Deine Aufgaben:
1. Wie viele Menschen haben die Gewaltschutzzentren laut dem Text über die Gewaltschutzzentren im Jahr 2022 beraten?
2. Schreib aus dem Text über die Gewaltschutzzentren alles von „Laut den heimischen“ bis hinunter zu „insgesamt beobachten lässt.“ Wort für Wort ab.
3. Schreib den Text über die Gewaltschutzzentren nach seinem letzten Satz weiter.

Textauszug:

= = = =

Laut den heimischen Gewaltschutzzentren gebe es zudem Lücken im österreichischen Recht, die im Sinne des Opferschutzes geschlossen werden sollten. Marina Sorgo, Vorsitzende des Bundesverbandes der österreichischen Gewaltschutzzentren, sagte, dass sich diese Entwicklung auch analog bei den Kontakten von Betroffenen bei den Gewaltschutzzentren insgesamt beobachten lässt.

„Zu uns kommen natürlich nicht nur Menschen, die vorher bei der Polizei waren“, so Sorgo. 2021 berieten die Gewaltschutzzentren 22.039 Menschen (Betretungsverbote: 13.546), 2022 waren es 23.648 (Betretungsverbote: 14.462). Etwa 85 Prozent der Gewaltausübenden sind männlich. Bei den verhängten Betretungs- und Annäherungsverboten setzt sich diese Geschlechterverteilung ungefähr fort. Fast 88 Prozent dieser Verbote betreffen Männer.

= = = =

Erfasste Daten:
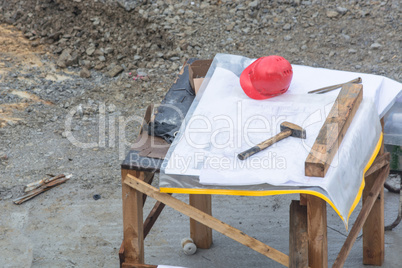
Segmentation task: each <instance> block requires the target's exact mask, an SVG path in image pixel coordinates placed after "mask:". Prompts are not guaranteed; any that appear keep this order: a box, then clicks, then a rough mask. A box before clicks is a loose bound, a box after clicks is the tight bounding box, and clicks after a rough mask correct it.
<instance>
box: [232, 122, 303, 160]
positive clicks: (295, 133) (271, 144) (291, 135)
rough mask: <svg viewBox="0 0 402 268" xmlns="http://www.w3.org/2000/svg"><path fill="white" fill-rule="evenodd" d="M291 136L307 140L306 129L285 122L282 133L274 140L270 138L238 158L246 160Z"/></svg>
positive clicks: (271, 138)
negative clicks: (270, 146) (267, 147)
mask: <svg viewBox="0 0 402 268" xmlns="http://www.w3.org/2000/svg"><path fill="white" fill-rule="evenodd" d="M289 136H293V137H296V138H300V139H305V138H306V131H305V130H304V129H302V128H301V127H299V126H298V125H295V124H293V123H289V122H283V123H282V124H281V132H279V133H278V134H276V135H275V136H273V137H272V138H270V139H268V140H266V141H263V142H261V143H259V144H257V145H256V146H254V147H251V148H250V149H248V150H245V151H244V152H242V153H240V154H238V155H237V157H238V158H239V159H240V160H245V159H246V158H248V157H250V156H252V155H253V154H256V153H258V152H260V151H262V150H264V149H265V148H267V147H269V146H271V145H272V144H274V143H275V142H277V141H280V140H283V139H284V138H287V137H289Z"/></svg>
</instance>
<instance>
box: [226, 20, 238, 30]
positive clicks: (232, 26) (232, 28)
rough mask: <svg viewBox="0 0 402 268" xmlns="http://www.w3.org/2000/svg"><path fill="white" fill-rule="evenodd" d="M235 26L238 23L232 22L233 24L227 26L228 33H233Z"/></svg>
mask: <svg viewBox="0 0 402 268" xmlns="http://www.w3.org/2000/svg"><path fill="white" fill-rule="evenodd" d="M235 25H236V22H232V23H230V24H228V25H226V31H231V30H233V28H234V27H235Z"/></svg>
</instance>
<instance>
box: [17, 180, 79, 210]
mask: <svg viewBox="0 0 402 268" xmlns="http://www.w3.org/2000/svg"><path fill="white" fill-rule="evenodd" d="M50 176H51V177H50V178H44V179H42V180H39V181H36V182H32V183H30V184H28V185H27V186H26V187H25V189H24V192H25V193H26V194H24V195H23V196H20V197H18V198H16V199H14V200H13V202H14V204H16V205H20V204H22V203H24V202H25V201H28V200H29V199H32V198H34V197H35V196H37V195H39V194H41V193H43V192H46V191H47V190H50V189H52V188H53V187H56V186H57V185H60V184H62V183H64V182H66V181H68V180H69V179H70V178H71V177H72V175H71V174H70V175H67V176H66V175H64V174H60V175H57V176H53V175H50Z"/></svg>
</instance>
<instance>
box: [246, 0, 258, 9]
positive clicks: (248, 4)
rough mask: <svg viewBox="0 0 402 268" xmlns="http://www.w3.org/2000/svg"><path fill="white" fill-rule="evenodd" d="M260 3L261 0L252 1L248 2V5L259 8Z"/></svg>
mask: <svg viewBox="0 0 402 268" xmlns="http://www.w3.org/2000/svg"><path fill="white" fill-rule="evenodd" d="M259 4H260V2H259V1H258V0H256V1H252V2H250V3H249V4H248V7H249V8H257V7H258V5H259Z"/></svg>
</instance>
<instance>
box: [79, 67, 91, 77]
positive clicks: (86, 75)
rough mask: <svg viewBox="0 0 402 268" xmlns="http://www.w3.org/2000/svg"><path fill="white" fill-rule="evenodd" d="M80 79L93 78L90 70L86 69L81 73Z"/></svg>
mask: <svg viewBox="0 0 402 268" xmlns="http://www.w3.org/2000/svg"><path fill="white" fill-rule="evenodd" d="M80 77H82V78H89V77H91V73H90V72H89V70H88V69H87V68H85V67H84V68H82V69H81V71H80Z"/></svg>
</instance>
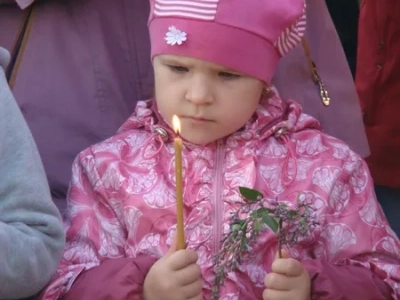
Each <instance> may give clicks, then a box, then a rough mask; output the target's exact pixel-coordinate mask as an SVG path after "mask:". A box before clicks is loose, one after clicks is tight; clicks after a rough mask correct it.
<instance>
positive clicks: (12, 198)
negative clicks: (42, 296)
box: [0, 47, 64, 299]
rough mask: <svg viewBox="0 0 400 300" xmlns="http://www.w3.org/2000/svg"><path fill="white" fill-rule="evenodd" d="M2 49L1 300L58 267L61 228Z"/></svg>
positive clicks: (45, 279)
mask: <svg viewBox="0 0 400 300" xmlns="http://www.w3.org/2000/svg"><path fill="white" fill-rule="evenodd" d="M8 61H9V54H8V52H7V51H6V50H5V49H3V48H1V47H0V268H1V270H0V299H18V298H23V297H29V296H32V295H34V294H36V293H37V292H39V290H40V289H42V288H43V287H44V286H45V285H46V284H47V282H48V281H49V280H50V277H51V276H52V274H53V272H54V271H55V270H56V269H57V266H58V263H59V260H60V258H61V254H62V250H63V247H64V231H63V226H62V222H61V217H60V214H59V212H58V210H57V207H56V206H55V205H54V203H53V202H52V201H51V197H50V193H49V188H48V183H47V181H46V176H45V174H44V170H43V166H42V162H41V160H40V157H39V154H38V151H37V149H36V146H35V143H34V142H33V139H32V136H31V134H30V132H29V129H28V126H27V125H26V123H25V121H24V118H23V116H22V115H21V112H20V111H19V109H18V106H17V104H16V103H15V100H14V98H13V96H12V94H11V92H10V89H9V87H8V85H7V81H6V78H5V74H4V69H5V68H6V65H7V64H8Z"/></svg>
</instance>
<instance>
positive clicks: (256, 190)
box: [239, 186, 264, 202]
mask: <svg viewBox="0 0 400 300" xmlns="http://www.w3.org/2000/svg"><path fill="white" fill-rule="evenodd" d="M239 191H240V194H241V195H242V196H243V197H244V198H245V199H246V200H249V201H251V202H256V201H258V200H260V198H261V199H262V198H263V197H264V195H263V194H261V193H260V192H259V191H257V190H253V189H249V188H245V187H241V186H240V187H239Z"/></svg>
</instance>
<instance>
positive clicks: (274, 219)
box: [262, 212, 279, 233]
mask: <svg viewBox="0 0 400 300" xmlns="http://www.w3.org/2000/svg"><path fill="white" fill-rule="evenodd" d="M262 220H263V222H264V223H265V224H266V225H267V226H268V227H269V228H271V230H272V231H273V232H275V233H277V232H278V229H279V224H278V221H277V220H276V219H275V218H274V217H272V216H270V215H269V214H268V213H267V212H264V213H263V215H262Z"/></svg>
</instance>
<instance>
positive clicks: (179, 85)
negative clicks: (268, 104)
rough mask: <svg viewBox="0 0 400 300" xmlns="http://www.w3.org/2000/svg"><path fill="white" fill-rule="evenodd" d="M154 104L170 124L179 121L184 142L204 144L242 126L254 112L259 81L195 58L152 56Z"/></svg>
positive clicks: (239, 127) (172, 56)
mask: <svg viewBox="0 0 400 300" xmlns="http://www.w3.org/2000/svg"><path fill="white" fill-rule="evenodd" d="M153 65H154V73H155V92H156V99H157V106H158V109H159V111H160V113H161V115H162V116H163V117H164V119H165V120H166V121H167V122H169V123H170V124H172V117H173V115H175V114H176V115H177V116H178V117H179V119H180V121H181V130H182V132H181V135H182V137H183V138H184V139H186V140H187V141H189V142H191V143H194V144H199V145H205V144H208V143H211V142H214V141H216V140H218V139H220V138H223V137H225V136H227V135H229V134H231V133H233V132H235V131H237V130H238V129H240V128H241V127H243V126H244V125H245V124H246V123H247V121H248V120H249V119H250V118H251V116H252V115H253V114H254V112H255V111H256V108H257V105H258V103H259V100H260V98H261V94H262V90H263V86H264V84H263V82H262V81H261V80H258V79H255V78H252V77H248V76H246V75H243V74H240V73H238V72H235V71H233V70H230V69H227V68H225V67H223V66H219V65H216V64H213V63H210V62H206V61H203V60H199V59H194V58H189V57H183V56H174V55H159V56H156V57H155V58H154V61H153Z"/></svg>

= = = =

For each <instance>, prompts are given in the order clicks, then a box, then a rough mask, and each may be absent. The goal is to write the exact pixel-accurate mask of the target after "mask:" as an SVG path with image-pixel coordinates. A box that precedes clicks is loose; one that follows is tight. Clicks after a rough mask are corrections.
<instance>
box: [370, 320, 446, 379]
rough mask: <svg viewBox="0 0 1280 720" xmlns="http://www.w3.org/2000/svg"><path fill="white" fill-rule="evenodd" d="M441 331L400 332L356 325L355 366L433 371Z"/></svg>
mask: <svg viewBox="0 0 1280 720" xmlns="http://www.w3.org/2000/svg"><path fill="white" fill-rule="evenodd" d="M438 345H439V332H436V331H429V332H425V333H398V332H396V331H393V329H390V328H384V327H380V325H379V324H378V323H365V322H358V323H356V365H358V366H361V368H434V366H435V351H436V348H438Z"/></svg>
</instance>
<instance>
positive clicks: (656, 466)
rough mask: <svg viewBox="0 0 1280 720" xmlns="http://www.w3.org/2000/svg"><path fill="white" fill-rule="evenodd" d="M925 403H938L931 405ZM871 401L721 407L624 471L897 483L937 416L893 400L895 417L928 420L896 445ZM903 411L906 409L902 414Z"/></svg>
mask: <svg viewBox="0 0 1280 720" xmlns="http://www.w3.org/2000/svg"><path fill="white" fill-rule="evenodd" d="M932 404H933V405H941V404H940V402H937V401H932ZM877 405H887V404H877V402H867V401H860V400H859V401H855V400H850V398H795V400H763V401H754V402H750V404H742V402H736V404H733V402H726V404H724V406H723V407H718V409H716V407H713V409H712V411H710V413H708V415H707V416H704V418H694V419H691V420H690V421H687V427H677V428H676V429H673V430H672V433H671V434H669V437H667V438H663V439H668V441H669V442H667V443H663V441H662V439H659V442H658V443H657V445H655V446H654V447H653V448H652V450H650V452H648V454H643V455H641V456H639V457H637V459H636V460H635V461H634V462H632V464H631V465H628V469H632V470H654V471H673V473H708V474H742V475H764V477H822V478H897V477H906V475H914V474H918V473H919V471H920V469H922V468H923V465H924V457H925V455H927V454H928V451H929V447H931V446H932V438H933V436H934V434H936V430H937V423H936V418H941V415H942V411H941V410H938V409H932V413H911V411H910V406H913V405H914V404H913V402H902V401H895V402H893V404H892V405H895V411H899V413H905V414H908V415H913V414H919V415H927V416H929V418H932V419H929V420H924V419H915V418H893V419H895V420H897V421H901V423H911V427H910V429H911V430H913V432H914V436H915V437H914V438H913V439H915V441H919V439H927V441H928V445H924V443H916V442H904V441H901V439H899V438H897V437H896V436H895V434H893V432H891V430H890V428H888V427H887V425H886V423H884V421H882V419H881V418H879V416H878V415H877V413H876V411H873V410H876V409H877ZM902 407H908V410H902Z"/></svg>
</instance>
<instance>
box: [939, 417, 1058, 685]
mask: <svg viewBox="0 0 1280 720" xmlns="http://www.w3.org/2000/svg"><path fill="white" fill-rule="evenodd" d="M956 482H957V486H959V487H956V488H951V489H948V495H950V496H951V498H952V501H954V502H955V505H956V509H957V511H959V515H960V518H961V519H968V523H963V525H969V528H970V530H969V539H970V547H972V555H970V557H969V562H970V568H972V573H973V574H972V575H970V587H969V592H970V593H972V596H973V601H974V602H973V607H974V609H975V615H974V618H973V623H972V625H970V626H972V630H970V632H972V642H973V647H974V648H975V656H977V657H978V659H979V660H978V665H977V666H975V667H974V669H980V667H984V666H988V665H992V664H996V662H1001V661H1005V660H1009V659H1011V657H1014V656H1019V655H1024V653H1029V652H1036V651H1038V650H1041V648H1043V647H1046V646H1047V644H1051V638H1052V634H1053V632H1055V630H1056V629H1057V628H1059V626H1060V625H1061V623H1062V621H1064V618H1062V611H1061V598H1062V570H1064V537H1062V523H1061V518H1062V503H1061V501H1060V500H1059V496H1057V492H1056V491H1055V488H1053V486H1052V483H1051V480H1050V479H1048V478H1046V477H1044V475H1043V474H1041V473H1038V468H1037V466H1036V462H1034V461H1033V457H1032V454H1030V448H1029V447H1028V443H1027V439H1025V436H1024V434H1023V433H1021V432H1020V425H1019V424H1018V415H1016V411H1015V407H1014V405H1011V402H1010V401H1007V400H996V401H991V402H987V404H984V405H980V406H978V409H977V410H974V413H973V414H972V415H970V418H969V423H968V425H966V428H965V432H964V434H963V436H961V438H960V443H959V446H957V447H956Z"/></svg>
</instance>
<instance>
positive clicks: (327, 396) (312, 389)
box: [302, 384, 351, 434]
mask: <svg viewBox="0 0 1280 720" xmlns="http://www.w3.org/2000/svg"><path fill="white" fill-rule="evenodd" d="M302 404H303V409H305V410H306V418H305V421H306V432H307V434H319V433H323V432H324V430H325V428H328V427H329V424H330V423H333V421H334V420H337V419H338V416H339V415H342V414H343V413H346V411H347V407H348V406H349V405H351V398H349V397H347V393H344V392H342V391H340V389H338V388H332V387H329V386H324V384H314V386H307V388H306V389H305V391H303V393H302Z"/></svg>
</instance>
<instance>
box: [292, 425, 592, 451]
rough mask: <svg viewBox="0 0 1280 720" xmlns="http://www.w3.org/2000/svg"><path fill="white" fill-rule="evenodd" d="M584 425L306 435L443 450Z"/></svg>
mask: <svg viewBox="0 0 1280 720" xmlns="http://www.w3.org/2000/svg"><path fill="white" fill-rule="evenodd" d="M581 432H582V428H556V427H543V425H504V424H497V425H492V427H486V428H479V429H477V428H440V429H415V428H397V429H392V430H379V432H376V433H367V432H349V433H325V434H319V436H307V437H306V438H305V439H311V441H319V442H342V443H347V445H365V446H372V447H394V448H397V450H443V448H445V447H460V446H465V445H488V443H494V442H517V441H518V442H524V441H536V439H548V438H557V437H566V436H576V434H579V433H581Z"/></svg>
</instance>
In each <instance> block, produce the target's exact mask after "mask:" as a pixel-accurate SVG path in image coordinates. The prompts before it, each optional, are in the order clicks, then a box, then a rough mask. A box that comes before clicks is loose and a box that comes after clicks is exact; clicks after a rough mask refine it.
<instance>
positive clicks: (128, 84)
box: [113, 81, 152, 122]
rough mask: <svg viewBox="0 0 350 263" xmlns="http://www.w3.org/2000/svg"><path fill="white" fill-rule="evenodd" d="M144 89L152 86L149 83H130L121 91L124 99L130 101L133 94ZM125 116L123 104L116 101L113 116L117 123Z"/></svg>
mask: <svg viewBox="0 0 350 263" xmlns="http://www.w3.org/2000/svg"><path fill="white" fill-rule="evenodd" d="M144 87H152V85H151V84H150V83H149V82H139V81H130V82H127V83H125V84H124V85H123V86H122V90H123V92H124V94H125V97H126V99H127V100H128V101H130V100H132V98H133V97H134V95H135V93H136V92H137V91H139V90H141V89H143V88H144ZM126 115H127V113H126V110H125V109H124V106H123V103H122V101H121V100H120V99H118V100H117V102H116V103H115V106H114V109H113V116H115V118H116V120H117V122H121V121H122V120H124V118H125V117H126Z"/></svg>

= = = =

Antworten je Aufgabe:
1. 23.648 Menschen

2.
Laut den heimischen Gewaltschutzzentren gebe es zudem Lücken im österreichischen Recht, die im Sinne des Opferschutzes geschlossen werden sollten. Marina Sorgo, Vorsitzende des Bundesverbandes der österreichischen Gewaltschutzzentren, sagte, dass sich diese Entwicklung auch analog bei den Kontakten von Betroffenen bei den Gewaltschutzzentren insgesamt beobachten lässt.

3.
Gewaltschutzzentren-Vorsitzende Marina Sorgo (Bild: APA/GEORG HOCHMUTH)

Gewaltschutzzentren-Vorsitzende Marina Sorgo

(Bild: APA/GEORG HOCHMUTH)

Sensibilisierung gestiegen
Die Vorsitzende des Bundesverbandes erklärte darüber hinaus, dass der Anstieg der Kontakte und verhängten Verbote aus ihrer Sicht nicht Zeichen einer gestiegenen Gewalt, aber einer gestiegenen Sensibilisierung sei. Seit ihrer Einführung sei die Zahl der Betretungs- und Annäherungsverbote sukzessive höher geworden. Als Beispiele dafür nannte Sorgo, dass die Polizei intensiv in der Grundausbildung geschult werde. „Auf der anderen Seite sehen die Menschen, dass es etwas hilft (wenn sie sich an die Behörden oder die zuständigen Stellen wenden, Anm.)“, sagte sie.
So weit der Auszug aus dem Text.